If a TCP connection to the peer has not been established, the send method will initiate a connection and return a status of incomplete to the MML. Likewise, if connections exist but are in use, a status of incomplete is returned to the MML. The MML will continue to invoke the send operation until a status of complete is returned indicating that all message fragments have been queued for delivery.
As all TCP connections are implemented with non-blocking sockets, write operations on the socket may not complete if adequate resources (e.g. buffers) are unavailable in the kernel. To handle this case an instance of Reactor is maintained by TCPPath to provide notifications that a socket is ready for read/write. If a write on the socket does not complete, the send descriptor is registered with the reactor to receive notification that the send can continue. TCPSendFrag implements an interface (Reactor::Listener) exported by the reactor, such that a method (Reactor::Listener::sendEventHandler) is called on the send descriptor when the send can continue without blocking. When the write completes the message descriptor is updated to reflect the current status and the instance of TCPSendFrag is unregistered from the Reactor and returned to the process private pool.
Each instance of TCPPeer registers with the reactor to receive notification of receive events on its connected sockets. When data is available on a socket, a method (Reactor::Listener::recvEventHandler) is called on the corresponding TCPPeer instance, which dispatches the event to the current receive fragment descriptor (TCPRecvFrag) that is associated with the connection (TCPSocket). If there is no receive in progress, a new receive fragment is first allocated from a process private pool and associated with the connection.
Each message fragment that is written to the socket is preceded by a message header which defines the overall message length, offset of this fragment in the overall message, MPI tag, etc. When the message header is received, prior to receiving the message fragment, an attempt is made to match any receives that have been posted by the application. If a match is made and the message data type is contiguous, the message fragment is received directly into the applications buffers. Otherwise, a buffer is allocated by the receive fragment descriptor and the data is copied into the applications buffer when the receive is posted.
The following sections provide further detail on aspects of the TCP path design and implementation.
The following command line arguments have been added to mpirun to configure the TCP path behavior:
-i <interface-list> |
A comma deliminated list of interface names to be used in establishing connections to the peers. Multiple interfaces may be specified to support message striping. |
-ni <number-of-interfaces> |
Specifies the maximum number of interfaces to use for message striping. This option can be used in place of the -i option to indicate that striping should be performed without requiring the user to know the interface names. |
-tcpmaxfrag <size> |
Specifies the TCP fragment size for message striping. This value defaults to 64K. |
-tcpeagersend <size> |
Specifies the TCP eager send size, or the maximum amount of data that is delivered in the initial fragment prior to a matching receive. This value defaults to 16K. |
-tcpconretries <count> |
Specifies the maximum number of failed connection attempts before the path is declared failed. Note that since connections are accepted only during calls to ulm_make_progress(), it is possible that applications that are CPU bound in application code may not accept connections in a timely manner, causing connection failures. If this is the case, it may be necessary to adjust this value above the current default of 3. |
In the client library pre-fork initialization code, a routine has been added to receive the TCP configuration parameters (lampi_init_prefork_receive_setup_params_tcp()) and the list of interface names to be used for IP connections (lampi_init_prefork_ip_addresses()). The latter routine retrieves the list of interface names from mpirun, and maps each interface name to its primary IP address. The list of interface names and IP addresses are then saved in the global lampiState_t data structure for use by both the TCP and UDP paths.

→ **Exercise set**
1 - From the TCP path description, extract the stretch from "If a TCP connection" through "queued for delivery.".
2 - According to the TCP path description, what is the default TCP eager send size?
3 - List every command line argument that the TCP path description says was added to mpirun to configure TCP path behavior.

→ **Provided records**
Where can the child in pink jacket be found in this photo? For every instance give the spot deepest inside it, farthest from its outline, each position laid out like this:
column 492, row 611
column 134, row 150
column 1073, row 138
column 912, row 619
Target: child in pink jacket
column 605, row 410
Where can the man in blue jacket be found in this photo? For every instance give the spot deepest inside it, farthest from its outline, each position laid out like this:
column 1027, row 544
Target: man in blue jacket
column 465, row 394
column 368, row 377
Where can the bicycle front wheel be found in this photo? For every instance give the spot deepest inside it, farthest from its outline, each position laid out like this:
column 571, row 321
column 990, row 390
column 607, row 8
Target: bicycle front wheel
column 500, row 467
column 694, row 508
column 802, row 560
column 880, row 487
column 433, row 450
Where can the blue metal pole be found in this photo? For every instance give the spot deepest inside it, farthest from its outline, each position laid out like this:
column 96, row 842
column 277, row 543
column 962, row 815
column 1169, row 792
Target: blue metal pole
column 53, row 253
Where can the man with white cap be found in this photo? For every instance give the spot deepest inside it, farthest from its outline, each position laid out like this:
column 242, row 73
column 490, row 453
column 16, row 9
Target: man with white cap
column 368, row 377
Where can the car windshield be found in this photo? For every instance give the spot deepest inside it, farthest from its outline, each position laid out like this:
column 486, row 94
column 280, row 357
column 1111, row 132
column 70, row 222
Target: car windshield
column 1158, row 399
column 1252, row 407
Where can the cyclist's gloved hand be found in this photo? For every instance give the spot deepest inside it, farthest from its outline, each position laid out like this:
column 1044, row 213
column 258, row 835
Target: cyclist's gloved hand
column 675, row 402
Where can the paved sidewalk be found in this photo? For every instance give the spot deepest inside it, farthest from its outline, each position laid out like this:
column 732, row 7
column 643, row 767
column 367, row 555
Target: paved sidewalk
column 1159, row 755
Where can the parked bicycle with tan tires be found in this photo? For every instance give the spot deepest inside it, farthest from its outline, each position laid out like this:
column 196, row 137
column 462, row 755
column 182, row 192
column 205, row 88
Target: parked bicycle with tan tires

→ **Full answers**
1 -
If a TCP connection to the peer has not been established, the send method will initiate a connection and return a status of incomplete to the MML. Likewise, if connections exist but are in use, a status of incomplete is returned to the MML. The MML will continue to invoke the send operation until a status of complete is returned indicating that all message fragments have been queued for delivery.

2 - 16K

3 -
-i <interface-list>
-ni <number-of-interfaces>
-tcpmaxfrag <size>
-tcpeagersend <size>
-tcpconretries <count>